PROBLEM STATEMENT: From the sed article, reproduce verbatim the passage that opens with the words containing "Text translation" and closes with "a line feed.".

TEXT BLOCK:
Disclaimer :
The original version of this article was first published on IBM
developerWorks, and is property of Westtech Information Services. This
document is an updated version of the original article, and contains
various improvements made by the Gentoo Linux Documentation team.
This document is not actively maintained.
|
Sed by example, Part 3
1.
Taking it to the next level: Data crunching, sed style
Muscular sed
In my second sed article, I
offered examples that demonstrated how sed works, but very few of these examples
actually did anything particularly useful. In this final sed article, it's time
to change that pattern and put sed to good use. I'll show you several excellent
examples that not only demonstrate the power of sed, but also do some really
neat (and handy) things. For example, in the second half of the article, I'll
show you how I designed a sed script that converts a .QIF file from Intuit's
Quicken financial program into a nicely formatted text file. Before doing that,
we'll take a look at some less complicated yet useful sed scripts.
Text translation
Our first practical script converts UNIX-style text to DOS/Windows format. As
you probably know, DOS/Windows-based text files have a CR (carriage return) and
LF (line feed) at the end of each line, while UNIX text has only a line feed.
There may be times when you need to move some UNIX text to a Windows system, and
this script will perform the necessary format conversion for you.
Code Listing 1.1: Format conversion between UNIX and Windows |
$ sed -e 's/$/\r/' myunix.txt > mydos.txt
|
In this script, the '$' regular expression will match the end of the line, and
the '\r' tells sed to insert a carriage return right before it. Insert a
carriage return before a line feed, and presto, a CR/LF ends each line. Please
note that the '\r' will be replaced with a CR only when using GNU sed 3.02.80 or
later. If you haven't installed GNU sed 3.02.80 yet, see my first sed article for instructions on
how to do this.
I can't tell you how many times I've downloaded some example script or C code,
only to find that it's in DOS/Windows format. While many programs don't mind
DOS/Windows format CR/LF text files, several programs definitely do -- the most
notable being bash, which chokes as soon as it encounters a carriage return. The
following sed invocation will convert DOS/Windows format text to trusty UNIX
format:
Code Listing 1.2: Converting C code from Windows to UNIX format |
$ sed -e 's/.$//' mydos.txt > myunix.txt
|
The way this script works is simple: our substitution regular expression matches
the last character on the line, which happens to be a carriage return. We
replace it with nothing, causing it to be deleted from the output entirely. If
you use this script and notice that the last character of every line of the
output has been deleted, you've specified a text file that's already in UNIX
format. No need for that!

DATA PROVIDED:
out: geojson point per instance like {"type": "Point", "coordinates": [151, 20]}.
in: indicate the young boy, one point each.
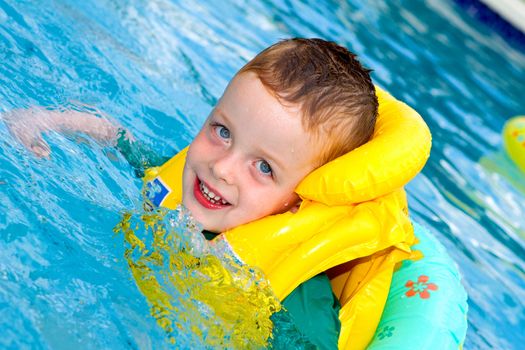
{"type": "Point", "coordinates": [296, 106]}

RIGHT ANSWER:
Text translation
Our first practical script converts UNIX-style text to DOS/Windows format. As
you probably know, DOS/Windows-based text files have a CR (carriage return) and
LF (line feed) at the end of each line, while UNIX text has only a line feed.